• [Extract provided]:
────────────────────
# New employee ...new account?



## jonin (May 31, 2007)

Hi guys,

New girl joined our firm today...took over from a girl who has migrated to australia (lucky thing!!!) 

anyway...can i just rename the sbs2003 active directory user account? 
the email the previous girl was using was an [email protected] account...not a name
but at the end of the mail it gives mary...where do i change this to molly?

are there any pitfalls associated with just renaming the account and keeping the data?

your guys thoughts plz...


----------



## StumpedTechy (Jul 7, 2004)

If you rename an AD account this only renames it in AD. The userid on the workstation since it has the same SID would still show old information and would not be "new".

Why not just do a copy and then fix the settings you want to change?
────────────────────
• [Information provided]:

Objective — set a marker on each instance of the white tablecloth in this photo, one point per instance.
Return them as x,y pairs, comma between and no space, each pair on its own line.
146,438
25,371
────────────────────
• [Directions]:
- 1) In the thread on renaming an Active Directory account, why does the reply say the workstation would still show the old information after a rename?
- 2) Resume the thread on renaming an Active Directory account from its last reply.
The listing comes from a separate source, unrelated to the thread.

• [Written responses]:
- 1) Because the renamed account keeps the same SID, so the user ID on the workstation still shows the old information.

- 2)
As far as the e-mail this all depends on what is serving the e-mail are you using exchange and serving to the clients? or are you using an outisde e-mail source?


----------



## PK-her0 (Sep 17, 2007)

yes im using exchange server


----------



## Cookiegal (Aug 27, 2003)

Why are you posting under two different names?

You are even posting duplicates of the same issues.

Please let me know which name you wish to keep and I will merge them both together.


----------



## StumpedTechy (Jul 7, 2004)

I was kinda confiused that this was the same person so I was reluctant to keep posting...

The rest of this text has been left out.